_YOUR GOAL_
Reproduce every line of the listing below in the stretch from the line containing "small yellow-green bird | bbox" through the end of the listing, shifting each bounding-box coordinate up by 52.
-- start --
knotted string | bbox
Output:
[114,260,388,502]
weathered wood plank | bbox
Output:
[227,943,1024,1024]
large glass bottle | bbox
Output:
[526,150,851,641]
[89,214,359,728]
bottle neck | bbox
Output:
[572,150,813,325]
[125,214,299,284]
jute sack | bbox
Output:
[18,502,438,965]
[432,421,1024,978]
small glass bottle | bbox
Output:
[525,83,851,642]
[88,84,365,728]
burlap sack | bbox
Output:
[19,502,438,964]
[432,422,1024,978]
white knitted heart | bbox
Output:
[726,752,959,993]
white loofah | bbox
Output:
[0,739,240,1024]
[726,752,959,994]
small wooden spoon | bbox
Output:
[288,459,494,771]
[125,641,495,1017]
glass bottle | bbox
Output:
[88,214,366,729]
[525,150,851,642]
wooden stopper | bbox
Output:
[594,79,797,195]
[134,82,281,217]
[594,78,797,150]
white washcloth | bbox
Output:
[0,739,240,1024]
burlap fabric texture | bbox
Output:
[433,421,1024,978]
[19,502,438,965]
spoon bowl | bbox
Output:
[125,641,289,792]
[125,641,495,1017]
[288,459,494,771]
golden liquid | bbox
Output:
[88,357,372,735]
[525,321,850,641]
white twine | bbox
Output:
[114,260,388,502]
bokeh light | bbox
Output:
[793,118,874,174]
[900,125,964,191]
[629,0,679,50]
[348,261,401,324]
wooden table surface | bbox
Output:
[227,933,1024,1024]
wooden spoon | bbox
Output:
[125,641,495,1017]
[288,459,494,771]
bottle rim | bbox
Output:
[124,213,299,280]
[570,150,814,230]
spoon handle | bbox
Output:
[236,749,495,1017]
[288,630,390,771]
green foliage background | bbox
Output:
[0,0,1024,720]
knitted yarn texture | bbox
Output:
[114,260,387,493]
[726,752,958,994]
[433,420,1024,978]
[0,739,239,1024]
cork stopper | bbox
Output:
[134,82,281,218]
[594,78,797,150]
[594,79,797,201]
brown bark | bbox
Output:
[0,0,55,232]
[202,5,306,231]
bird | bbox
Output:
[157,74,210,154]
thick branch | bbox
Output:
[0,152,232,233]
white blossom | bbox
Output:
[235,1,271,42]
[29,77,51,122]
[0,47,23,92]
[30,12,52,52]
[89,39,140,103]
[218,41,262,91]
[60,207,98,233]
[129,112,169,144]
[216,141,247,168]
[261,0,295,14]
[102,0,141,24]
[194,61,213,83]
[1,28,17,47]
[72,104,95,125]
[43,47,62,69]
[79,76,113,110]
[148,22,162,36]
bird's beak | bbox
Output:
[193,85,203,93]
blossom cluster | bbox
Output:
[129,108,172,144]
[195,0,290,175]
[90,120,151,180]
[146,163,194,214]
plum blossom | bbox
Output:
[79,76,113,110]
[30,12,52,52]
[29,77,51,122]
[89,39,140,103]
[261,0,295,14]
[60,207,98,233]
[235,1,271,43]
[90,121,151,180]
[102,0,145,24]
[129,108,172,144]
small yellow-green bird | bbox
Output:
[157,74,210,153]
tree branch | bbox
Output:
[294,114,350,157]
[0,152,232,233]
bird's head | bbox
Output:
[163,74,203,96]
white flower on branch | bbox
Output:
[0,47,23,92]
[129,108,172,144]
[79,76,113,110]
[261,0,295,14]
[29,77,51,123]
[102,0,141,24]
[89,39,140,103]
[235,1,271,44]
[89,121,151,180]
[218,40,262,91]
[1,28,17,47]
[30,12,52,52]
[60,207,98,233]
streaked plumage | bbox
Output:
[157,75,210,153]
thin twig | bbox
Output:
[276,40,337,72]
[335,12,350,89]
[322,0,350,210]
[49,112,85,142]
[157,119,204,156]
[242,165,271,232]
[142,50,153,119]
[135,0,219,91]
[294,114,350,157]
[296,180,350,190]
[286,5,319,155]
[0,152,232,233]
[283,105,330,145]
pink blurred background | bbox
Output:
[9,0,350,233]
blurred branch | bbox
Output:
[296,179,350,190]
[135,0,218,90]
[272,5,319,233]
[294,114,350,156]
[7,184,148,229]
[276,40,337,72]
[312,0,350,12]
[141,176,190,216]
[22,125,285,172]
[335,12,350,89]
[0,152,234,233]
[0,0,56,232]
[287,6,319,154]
-- end --
_RESULT OF THE TASK_
small yellow-green bird | bbox
Output:
[209,126,262,205]
tree branch | bbox
Output:
[346,166,402,209]
[52,204,284,285]
bird's head | bbox
Output:
[215,126,255,148]
white flower on branch | bbox
Output:
[52,99,75,144]
[181,160,224,196]
[131,128,165,162]
[313,52,347,66]
[81,129,103,175]
[154,52,193,76]
[141,91,192,155]
[287,53,323,96]
[141,173,203,232]
[270,92,314,143]
[53,80,69,99]
[82,64,104,104]
[112,259,150,285]
streaked plumage | bbox
Output:
[209,127,262,205]
thin twig | bbox
Output:
[328,92,389,124]
[387,64,402,141]
[374,52,402,262]
[101,164,137,194]
[209,171,256,208]
[294,217,323,284]
[194,102,205,171]
[187,52,271,143]
[346,166,402,209]
[348,232,402,242]
[338,57,371,207]
[52,204,284,285]
[335,157,382,197]
pink blurred background | bbox
Output:
[61,52,402,285]
blurred branch | bbox
Output:
[348,231,402,242]
[187,52,270,142]
[324,57,371,285]
[346,166,402,208]
[59,236,200,281]
[328,92,389,124]
[364,52,402,64]
[193,228,242,268]
[74,177,337,224]
[387,64,402,141]
[52,204,286,285]
[52,52,108,284]
[339,58,371,206]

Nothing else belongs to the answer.